(Study material)

/---

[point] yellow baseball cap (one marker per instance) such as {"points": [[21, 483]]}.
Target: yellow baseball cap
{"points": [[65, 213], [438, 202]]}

\---
/---

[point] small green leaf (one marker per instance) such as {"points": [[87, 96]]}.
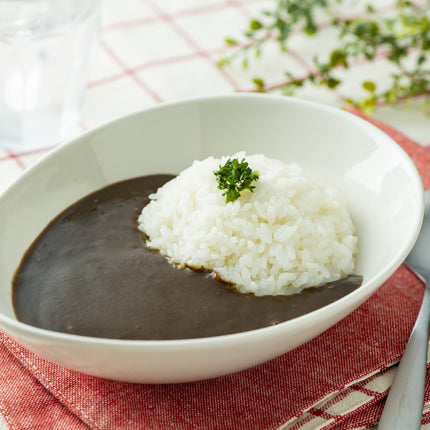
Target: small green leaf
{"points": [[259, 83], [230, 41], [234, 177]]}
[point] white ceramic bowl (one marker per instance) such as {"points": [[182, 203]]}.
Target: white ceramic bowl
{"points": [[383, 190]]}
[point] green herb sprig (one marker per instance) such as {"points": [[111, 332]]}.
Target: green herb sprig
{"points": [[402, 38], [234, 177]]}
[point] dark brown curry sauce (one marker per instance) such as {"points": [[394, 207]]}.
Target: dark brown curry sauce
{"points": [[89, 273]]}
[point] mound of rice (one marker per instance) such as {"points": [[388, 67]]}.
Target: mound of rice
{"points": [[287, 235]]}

\---
/---

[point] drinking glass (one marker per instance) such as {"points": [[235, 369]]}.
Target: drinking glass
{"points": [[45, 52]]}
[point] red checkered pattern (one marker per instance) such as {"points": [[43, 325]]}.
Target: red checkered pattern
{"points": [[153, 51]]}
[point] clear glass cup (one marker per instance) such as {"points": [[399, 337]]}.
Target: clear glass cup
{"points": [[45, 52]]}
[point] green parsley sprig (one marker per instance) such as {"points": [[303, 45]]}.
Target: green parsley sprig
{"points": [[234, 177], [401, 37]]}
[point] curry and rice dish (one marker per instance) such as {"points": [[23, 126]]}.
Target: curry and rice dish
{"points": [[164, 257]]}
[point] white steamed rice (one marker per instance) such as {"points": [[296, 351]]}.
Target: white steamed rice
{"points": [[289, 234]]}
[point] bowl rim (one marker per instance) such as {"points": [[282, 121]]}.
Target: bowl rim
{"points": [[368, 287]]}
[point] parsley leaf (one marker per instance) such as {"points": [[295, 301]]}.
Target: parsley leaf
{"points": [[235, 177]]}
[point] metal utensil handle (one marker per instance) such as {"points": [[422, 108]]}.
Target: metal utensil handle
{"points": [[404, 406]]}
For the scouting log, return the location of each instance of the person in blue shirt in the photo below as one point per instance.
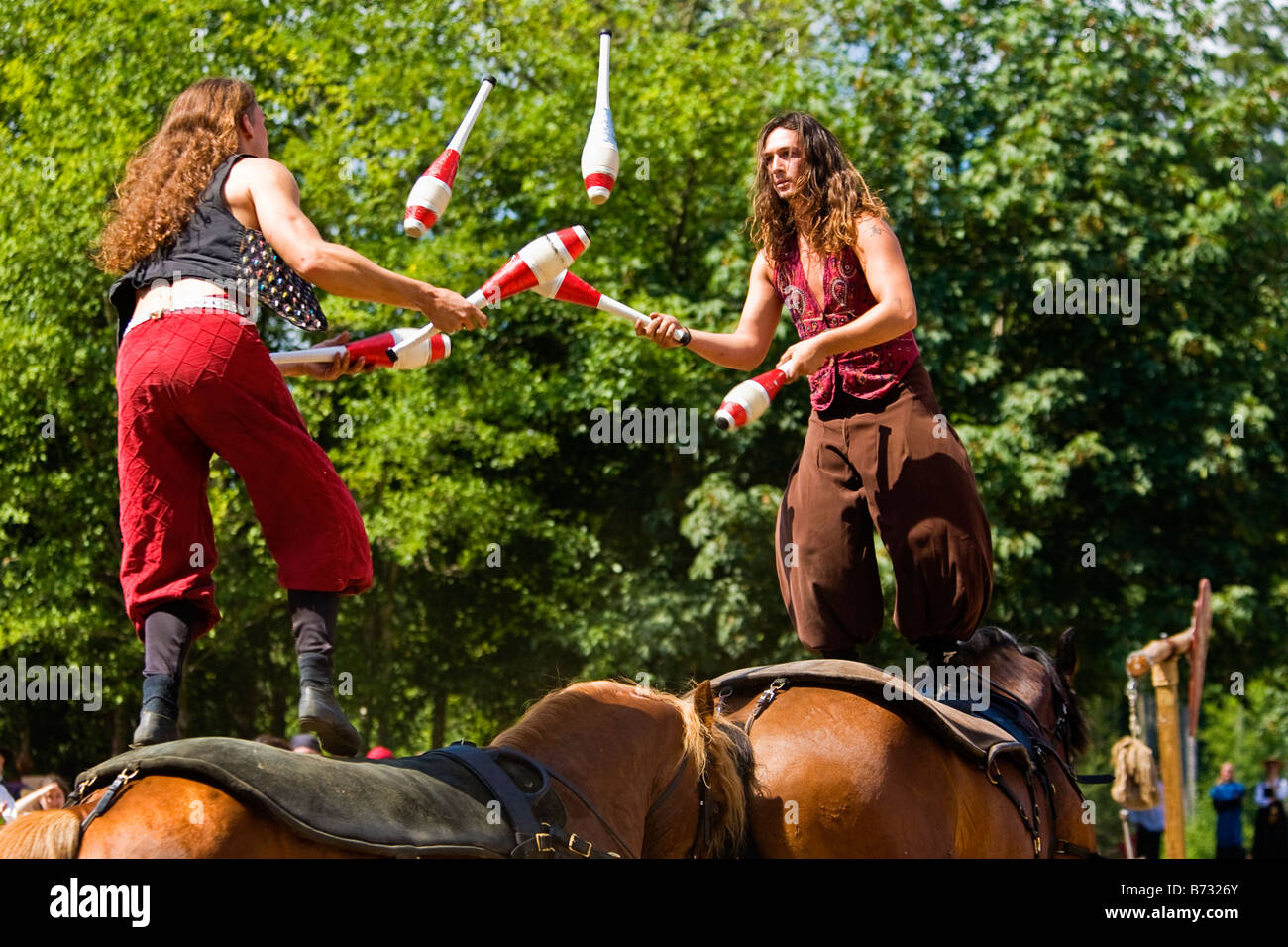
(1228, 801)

\---

(Task goal) Copy exactly the stretch of data above from the line with "Target: red checkered pattern" through the line with "[point] white steamed", and omit all other lines.

(Exercise output)
Target: red checkered pattern
{"points": [[153, 51]]}
[point] clear glass cup (one marker per instance) such as {"points": [[399, 337]]}.
Target: clear glass cup
{"points": [[45, 52]]}
[point] green parsley sprig (one marker per instance) such as {"points": [[303, 45]]}.
Target: green parsley sprig
{"points": [[234, 177], [401, 37]]}
[point] curry and rice dish (one marker per instance) such as {"points": [[23, 126]]}.
Target: curry and rice dish
{"points": [[164, 257]]}
[point] white steamed rice (one marker per instance) such as {"points": [[296, 351]]}.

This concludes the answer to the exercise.